[Supplied passage]

American mathematician (born 1946)

Frank Stringfellow Quinn, III (born 1946) is an American mathematician and professor of mathematics at Virginia Polytechnic Institute and State University, specializing in geometric topology.

==Contributions==

He contributed to the mathematical field of 4-manifolds, including a proof of the 4-dimensional annulus theorem. In surgery theory, he made several important contributions: the invention of the assembly map, that enables a functorial description of surgery in the topological category, with his thesis advisor, William Browder, the development of an early surgery theory for stratified spaces, and perhaps most importantly, he pioneered the use of controlled methods in geometric topology and in algebra. Among his important applications of "control" are his aforementioned proof of the 4-dimensional annulus theorem, leading to the Quinn theorem, his development of a flexible category of stratified spaces, and, in combination with work of Robert D. Edwards, a useful characterization of high-dimensional manifolds among homology manifolds.

In addition to his work in mathematical research, he has written articles on the nature and history of mathematics and on issues of mathematical education.

===Quinn theorem===
In differential topology, the Quinn theorem is a result about topological 4-manifolds. It shows the importance of the topological property of compactness for smoothability, hence if there exists a compatible smooth structure. Quinn proved it in 1984.

[/Supplied passage]
[Source data]

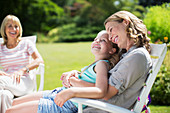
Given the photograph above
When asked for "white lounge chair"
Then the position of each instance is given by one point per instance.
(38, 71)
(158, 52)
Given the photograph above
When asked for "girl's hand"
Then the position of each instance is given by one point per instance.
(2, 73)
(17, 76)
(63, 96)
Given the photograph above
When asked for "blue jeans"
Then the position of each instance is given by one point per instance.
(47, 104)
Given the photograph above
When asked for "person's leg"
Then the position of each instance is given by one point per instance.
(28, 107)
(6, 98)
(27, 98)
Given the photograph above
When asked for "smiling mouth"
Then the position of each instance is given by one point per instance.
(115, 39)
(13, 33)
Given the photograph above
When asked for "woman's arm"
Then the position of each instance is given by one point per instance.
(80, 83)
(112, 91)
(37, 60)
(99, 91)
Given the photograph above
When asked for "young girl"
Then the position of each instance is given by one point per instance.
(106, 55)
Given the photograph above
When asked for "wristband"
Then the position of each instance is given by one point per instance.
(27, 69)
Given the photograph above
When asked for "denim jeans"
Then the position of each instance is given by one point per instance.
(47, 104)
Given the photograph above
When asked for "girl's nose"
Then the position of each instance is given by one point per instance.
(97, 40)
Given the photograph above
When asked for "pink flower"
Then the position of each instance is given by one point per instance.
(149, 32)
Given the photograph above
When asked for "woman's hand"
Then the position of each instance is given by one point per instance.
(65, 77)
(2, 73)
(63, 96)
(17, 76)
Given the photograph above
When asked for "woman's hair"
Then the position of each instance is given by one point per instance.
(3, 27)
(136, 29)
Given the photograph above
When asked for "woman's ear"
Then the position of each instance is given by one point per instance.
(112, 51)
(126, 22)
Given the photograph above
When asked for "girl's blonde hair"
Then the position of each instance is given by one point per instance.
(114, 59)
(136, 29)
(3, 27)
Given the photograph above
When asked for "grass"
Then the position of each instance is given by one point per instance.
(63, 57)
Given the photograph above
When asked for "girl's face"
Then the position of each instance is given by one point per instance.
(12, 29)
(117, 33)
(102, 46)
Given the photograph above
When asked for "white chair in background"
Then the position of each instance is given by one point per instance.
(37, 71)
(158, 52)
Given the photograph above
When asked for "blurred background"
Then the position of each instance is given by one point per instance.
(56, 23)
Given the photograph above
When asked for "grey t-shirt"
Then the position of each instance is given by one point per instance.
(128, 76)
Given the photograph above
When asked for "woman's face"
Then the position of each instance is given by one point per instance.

[/Source data]
[Source data]

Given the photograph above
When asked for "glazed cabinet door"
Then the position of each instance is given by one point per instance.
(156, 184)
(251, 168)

[/Source data]
[Source data]

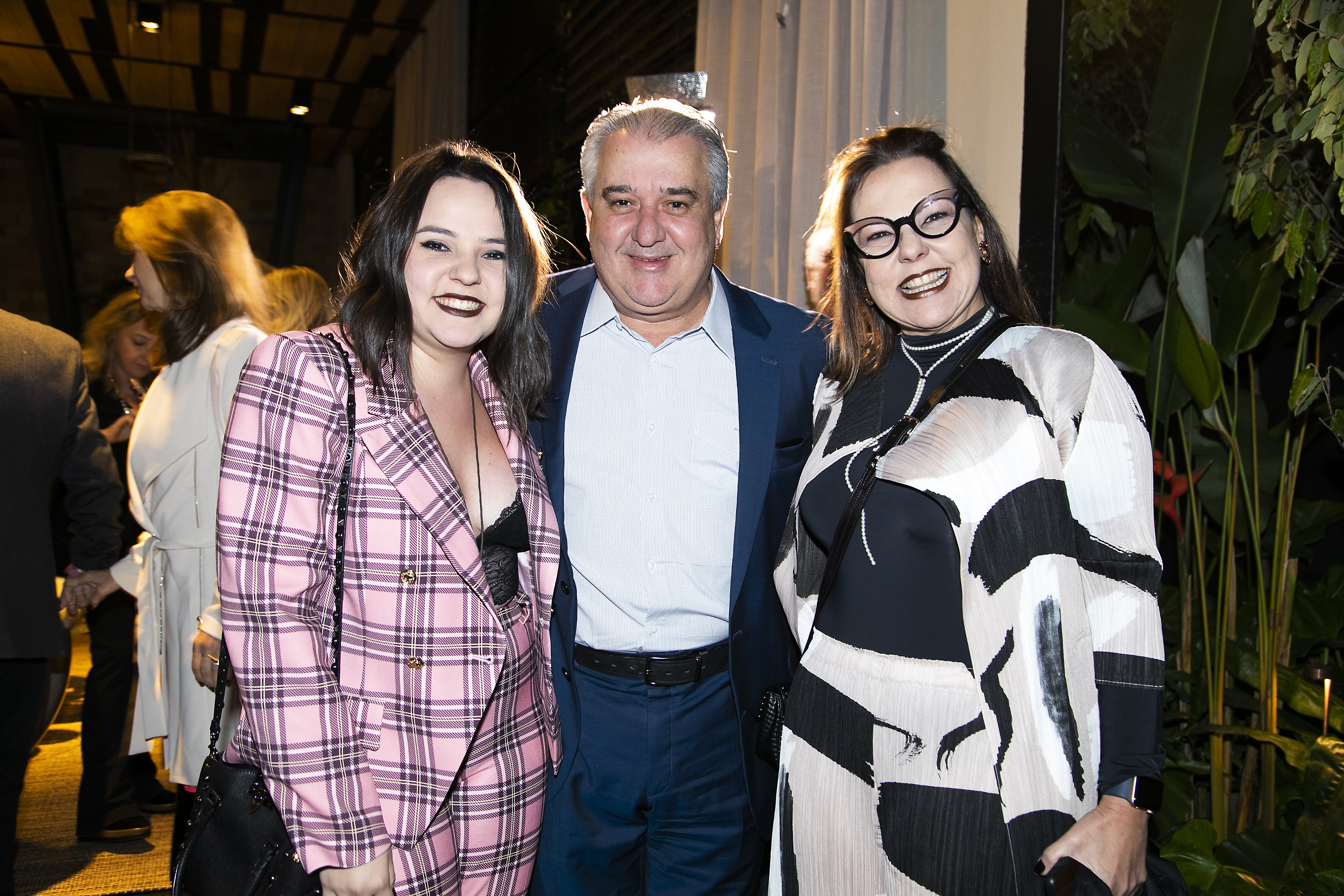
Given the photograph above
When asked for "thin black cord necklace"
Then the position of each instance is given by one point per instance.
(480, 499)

[/Source data]

Work instruction:
Continue the biographical text on mathematician Frank Quinn from the point where it stops.

Written reply:
=== Formulation ===
Every non-compact topological 4-manifold is smoothable. A counterexample is the E8 manifold, which is a compact and non-smoothable topological 4-manifold. A more general formulation is: A topological 4-manifold has a smooth structure in the complement of any closed set with at least one point in each compact component.

==Awards and honors==
In 2012 he became a fellow of the American Mathematical Society.

==Selected publications==
- Frank Quinn, "Ends of maps. I." Annals of Mathematics (2) 110 (1979), no. 2, pp. 275–331.
- Frank Quinn, "Ends of maps. II." Inventiones Mathematicae 68 (1982), no. 3, pp. 353–424.
- Frank Quinn, "Ends of maps. III: Dimensions 4 and 5." Journal of Differential Geometry 17 (1982), no. 3, pp. 503–521.
- Michael Freedman and Frank Quinn, Topology of 4-manifolds. Princeton Mathematical Series, 39. Princeton University Press, Princeton, NJ, 1990. viii+259 pp. ISBN 0-691-08577-3
- Quinn, Frank (1984). "Smooth structures on 4-manifolds"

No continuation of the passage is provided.